Document text:
::::::::
Dishwasher
Page 30
Huh? Why was she upset? She was the one riding carelessly on the sidewalk. I was the injured party here!
I was still mulling over this unjust welcome to Amsterdam when I heard the frantic ringing of another bike bell: “Brringg! Brringg! Brringg!!”
This time, I turned around. A sneering cyclist was barreling right towards me. Ack! My body clenched; I braced for a second collision. Fortunately, this time, no bike crashed into me. The sneerer had managed to expertly swerve around me. As I watched him pedal on, I thought, This sidewalk isn’t a safe place to walk! Then it dawned on me, this was no simple pedestrian sidewalk; it was a separated-from-the-street bike path. I’d had no idea such a thing even existed. A smile came over my face. This was brilliant! How civilized!
Seconds before a third cyclist could target me, I stepped off the asphalt path onto the brick-lined sidewalk and watched one bike after another zoom by. A window washer cycled by with a fifteen-foot ladder dangling over his shoulder as casually as if it were a purse. Another cyclist passed with a dining room table somehow perched behind him. Several young couples rode by on single bikes; the men pedaling and the women—sidesaddle on the rear racks—lounging languidly as if kicking back on recliners.
##
The year was 2002 and at the age of 35, I was already a bike nut who had lived and cycled in cities all over America. Just two years before, I’d convinced Amy Joy (then my girlfriend, now my wife) to move with me to Pittsburgh, Pennsylvania, telling her it was the place I wanted to live for the rest of my life. While lured by cheap housing prices and funky old neighborhoods, one aspect of Pittsburgh living I hadn’t considered was the prospect of winter cycling.
When I started working a café dishwashing job in the autumn, I regularly saw other people on bikes battling car traffic. There weren’t many, but there were just enough to encourage me to think I could settle forever comfortably in Pittsburgh. But as winter dawned, my daily thirty-minute commutes to work grew chillier, more challenging and increasingly lonely. I saw fewer and fewer fellow cyclists until, finally, I went several days without seeing a single other one.
I grew despondent and every day, I surveyed the streets in vain for signs of other cycling life forms.
Then, early one morning, while riding to work, I saw them. In the snow, weaving back and forth across each other were two distinct bicycle-tire tracks! My heart raced. Somewhere up ahead, just out of view, someone else was cycling. I wasn’t alone after all!
As I sped up to catch them, my hope for Pittsburgh surged. For minutes, I raced in the mystery cyclist’s tracks. Remarkably, this other rider also cut across the shuttered Nabisco factory parking lot and also wound through alleyways. He or she was following my same route! Who could it be? A co-worker? If so, then we could commute together. Maybe we could even. . .
::::::::
Your instructions:
List every geographic place name (city, state, or country) that appears in the Dishwasher text. Rely solely on the Dishwasher text when completing the work that concerns it.

Data:
::::::::
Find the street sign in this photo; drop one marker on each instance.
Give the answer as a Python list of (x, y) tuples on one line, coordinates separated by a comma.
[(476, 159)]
::::::::
Complete output:
Amsterdam, America, Pittsburgh, Pennsylvania